◆ Text block
◆ ◆ ◆ ◆

The workshop was divided into two sessions: the presentation session from both CRC Staff and participants and the group work session. Key modules of concern from the participants were presented again by the CRC staff for better clarification and understanding. Several questions were again asked by participants during this session. The participants were also given the opportunity to present some of the modules based on the trainings some have also done with their caregivers in their various operational areas. Participants were also divided into groups in the group work session to work together and present on various areas such as: i) the module they very important and enjoy best in the AT Theory, ii) what other topic to be added as a module, iii) how has this training helped their various organisations and which further recommendations needed to improve on the AT Modules. Presentations were done after the group work.
From the follow-up done during the workshop on the train the trainer workshop in May, the following organizations have conducted training for their care givers, other organizations, social workers and community people: Fresh Hope Children’s Home, Jonathan Child Care Ministry, SOS, Grace Foundation-from Kenema, Mustard Seed Foundation and Children of the Nation from Moyamba.

◆ ◆ ◆ ◆

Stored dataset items
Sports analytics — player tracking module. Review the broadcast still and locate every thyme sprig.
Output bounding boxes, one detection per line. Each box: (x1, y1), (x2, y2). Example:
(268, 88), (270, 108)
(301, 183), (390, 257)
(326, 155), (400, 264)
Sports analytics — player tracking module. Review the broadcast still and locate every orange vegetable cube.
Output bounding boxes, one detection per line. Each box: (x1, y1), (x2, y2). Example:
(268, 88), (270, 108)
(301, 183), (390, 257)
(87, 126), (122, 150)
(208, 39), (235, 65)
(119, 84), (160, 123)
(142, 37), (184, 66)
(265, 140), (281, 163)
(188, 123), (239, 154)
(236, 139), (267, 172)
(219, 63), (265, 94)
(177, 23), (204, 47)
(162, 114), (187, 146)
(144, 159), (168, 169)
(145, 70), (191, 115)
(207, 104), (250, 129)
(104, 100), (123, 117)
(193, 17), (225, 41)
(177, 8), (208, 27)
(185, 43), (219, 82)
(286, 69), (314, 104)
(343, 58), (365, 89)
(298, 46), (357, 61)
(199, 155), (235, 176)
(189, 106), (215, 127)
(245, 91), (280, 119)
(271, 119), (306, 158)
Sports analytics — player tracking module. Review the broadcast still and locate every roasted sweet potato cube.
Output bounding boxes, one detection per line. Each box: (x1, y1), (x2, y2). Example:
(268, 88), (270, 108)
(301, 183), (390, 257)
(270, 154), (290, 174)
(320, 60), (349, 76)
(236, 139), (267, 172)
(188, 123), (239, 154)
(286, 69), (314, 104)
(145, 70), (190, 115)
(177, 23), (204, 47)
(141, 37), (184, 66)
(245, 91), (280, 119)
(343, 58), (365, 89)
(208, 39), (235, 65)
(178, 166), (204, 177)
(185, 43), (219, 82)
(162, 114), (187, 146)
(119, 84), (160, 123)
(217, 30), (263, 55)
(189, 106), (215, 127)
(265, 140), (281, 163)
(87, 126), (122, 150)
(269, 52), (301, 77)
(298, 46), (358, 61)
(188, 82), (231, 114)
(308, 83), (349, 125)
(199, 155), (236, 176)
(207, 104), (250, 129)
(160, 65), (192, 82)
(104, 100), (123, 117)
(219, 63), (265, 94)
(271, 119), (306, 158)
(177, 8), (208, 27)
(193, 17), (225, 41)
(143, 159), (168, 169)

◆ ◆ ◆ ◆

◆ Goal of the exercise
Answer these questions from the workshop text:
1. What were the two sessions the workshop was divided into?
2. When were the presentations done in relation to the group work?
3. In what month was the train the trainer workshop held?

◆ Solution for this task
1. The presentation session and the group work session.
2. After the group work.
3. May.